§ **DESCRIPTION OF THE TASK**:
Continue the forum post about the CESM 1.2.2 csm_share build error, starting right after its final sentence.

§ **PASSAGE GIVEN**:

══════════

Main menu

Navigation

CESM 1.2.2 Error at csm_share library build stage

11 posts / 0 new
Last post
leanne.wake@...
CESM 1.2.2 Error at csm_share library build stage

Hi-

I'm trying to build a new case on our cluster and am unable to get past the stage of building the required libraries. The terminal displays this error

ERROR: buildlib.csm_share failed, see /home/leanneW/CESM_Work/cesm1_2_2/scripts/test2/execdir/intel/openmpi/nodebug/nothreads/csm_share.bldlog.170112-095700

the csm_share buildlog ends with the following error:

cesm1_2_2/models/drv/shr/seq_io_mod.F90(1170): error #6404: This name does not have a type, and must have an explicit type.   [PIO_UNLIMITED]

      rcode = pio_def_dim(cpl_io_file,'time',PIO_UNLIMITED,dimid(1))

 I've seen this error listed on the forum before, but have not found a solution that works on our set-up. I've attached all the build logs and config.log. Any help to move forward is appreciated.

══════════

§ **DATASET RECORDS**:

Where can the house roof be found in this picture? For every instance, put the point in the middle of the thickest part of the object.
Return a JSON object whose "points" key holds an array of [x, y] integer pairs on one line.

══════════

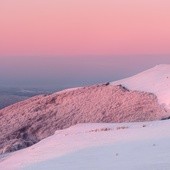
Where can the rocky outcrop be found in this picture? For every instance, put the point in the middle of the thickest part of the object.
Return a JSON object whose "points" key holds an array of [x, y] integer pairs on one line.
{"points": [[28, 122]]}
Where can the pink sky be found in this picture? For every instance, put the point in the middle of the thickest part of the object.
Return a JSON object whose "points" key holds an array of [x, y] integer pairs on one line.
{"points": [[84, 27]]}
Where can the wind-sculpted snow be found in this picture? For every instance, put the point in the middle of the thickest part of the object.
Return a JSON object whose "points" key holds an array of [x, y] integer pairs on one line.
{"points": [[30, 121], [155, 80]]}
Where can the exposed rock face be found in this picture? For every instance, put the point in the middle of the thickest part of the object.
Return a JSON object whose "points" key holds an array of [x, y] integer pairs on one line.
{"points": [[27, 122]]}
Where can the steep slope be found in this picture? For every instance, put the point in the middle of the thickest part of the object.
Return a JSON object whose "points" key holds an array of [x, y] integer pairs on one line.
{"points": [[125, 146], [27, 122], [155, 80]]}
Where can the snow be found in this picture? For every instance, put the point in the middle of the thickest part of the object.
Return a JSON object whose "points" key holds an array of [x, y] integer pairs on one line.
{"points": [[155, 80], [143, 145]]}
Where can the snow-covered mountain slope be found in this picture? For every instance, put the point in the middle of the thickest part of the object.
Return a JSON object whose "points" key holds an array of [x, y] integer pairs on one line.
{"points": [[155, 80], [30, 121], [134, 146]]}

══════════

§ **RESPONSE TO THE TASK**:
Attachment: 
jedwards

Since you do not have a pnetcdf library PIO_UNLIMITED is defined in pio.F90 as NF90_UNLIMITED.  I don't see any reason that it wouldn't be defined at the point of the error, but there are a couple of things that you might try to resolve the problem.   Try building with the pnetcdf library, even if you don't use that library at runtime, its presence may solve this problem.  

The other may be more difficult - but we don't have a lot of experience with the openmpi library, you might try an mpich library if that's a possibility for you.

CESM Software Engineer

leanne.wake@...

Thanks for the reply. I will go down the pnetcdf route and report back

 

With regards to mpich - we first need to install this on our system - which version do you recommend to minimise conflicts?

 

jedwards

The latest stable (3.2) should be fine.   But I would wait and see if the pnetcdf install solves the problem.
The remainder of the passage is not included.